-- Begin DATA LISTING --

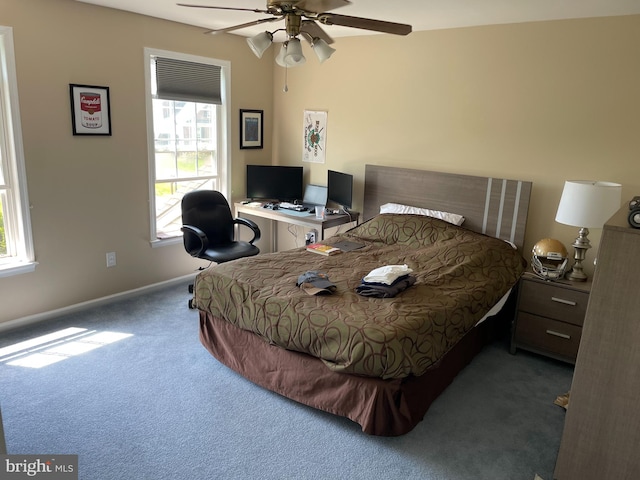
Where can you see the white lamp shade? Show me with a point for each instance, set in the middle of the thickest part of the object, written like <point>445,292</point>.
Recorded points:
<point>281,54</point>
<point>260,43</point>
<point>322,49</point>
<point>294,56</point>
<point>588,204</point>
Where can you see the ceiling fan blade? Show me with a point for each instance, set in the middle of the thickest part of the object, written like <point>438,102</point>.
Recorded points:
<point>364,23</point>
<point>256,10</point>
<point>320,5</point>
<point>244,25</point>
<point>315,31</point>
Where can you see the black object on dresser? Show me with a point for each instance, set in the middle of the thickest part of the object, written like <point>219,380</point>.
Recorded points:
<point>549,317</point>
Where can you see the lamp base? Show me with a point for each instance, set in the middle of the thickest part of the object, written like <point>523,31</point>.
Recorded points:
<point>580,247</point>
<point>576,275</point>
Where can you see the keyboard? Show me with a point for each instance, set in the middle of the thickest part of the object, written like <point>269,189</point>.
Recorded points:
<point>292,206</point>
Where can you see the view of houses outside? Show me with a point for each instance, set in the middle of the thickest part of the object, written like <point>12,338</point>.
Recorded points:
<point>185,136</point>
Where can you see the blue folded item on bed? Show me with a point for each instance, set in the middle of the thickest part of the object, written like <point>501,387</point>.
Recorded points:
<point>382,290</point>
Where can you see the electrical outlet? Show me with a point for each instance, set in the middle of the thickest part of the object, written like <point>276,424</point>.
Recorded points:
<point>310,237</point>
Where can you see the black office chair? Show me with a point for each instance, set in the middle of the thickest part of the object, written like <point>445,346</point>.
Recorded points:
<point>208,229</point>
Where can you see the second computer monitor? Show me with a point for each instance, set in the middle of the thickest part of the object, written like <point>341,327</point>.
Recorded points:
<point>340,188</point>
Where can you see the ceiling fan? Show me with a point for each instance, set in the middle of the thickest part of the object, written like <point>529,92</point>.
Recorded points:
<point>302,18</point>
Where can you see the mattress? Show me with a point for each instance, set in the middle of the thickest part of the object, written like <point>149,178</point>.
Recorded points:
<point>459,276</point>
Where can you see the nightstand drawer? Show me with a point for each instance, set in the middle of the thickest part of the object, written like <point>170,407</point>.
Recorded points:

-- End DATA LISTING --

■ EXERCISE DIRECTIONS: Can you copy every one of the lines above word for word, leaving out the pictures?

■ ANSWER TO THE PROBLEM:
Where can you see the white lamp shade? Show me with a point for each instance, set in the middle of the thickest part of the object, written like <point>445,292</point>.
Recorded points:
<point>281,54</point>
<point>260,43</point>
<point>322,49</point>
<point>294,56</point>
<point>588,204</point>
Where can you see the ceiling fan blade? Show me with a point for each instance, set in the middle of the thickest part of the object, written like <point>438,102</point>.
Recorded points:
<point>364,23</point>
<point>256,10</point>
<point>320,5</point>
<point>244,25</point>
<point>315,31</point>
Where can you see the black object on dresser? Show me with a point for each instance, set in the middle of the thickest part of the object, written like <point>219,380</point>.
Recorded points:
<point>549,317</point>
Where can you see the lamp base? Show me with a point for each instance, set in the middle of the thickest part of the object, written like <point>523,31</point>.
Recorded points:
<point>580,247</point>
<point>576,275</point>
Where can you see the keyboard? Show me with a point for each instance, set in the middle of the thickest part of the object, written like <point>269,189</point>.
Recorded points:
<point>292,206</point>
Where can you see the view of houses outside? Show me with a point for each instance, set in the middle of the thickest part of the object, written like <point>12,338</point>.
Recorded points:
<point>185,136</point>
Where can you see the blue folded item on bed? Show me with a point for each instance, set in the middle of the thickest part of the object, written like <point>501,387</point>.
Recorded points:
<point>382,290</point>
Where can you see the electrical outlet? Show me with a point for each instance, set in the middle of the thickest part of the object, written like <point>276,424</point>.
Recorded points:
<point>310,237</point>
Where can you see the black office chair? Show me with a point for each instance, set in the middle of the thickest part of the object, written like <point>445,346</point>.
Recorded points:
<point>208,229</point>
Where can you see the second computer monitor? Show me with a point for each instance, set in the middle of the thickest part of the object, written like <point>341,327</point>.
Recorded points:
<point>340,188</point>
Where can you see the ceiling fan? Show me with a point for each instance, set in the middle of the thickest part of the object, written like <point>529,92</point>.
Recorded points:
<point>302,18</point>
Where can you see the mattress? Show me with a point for each instance, set in the middle of the thickest part of the object, written like <point>149,178</point>.
Recorded points:
<point>459,276</point>
Where can you see the nightstand drawer? Show me with a point for each instance, set in the middle of the thickest part of the object, written like <point>170,407</point>.
Recorded points:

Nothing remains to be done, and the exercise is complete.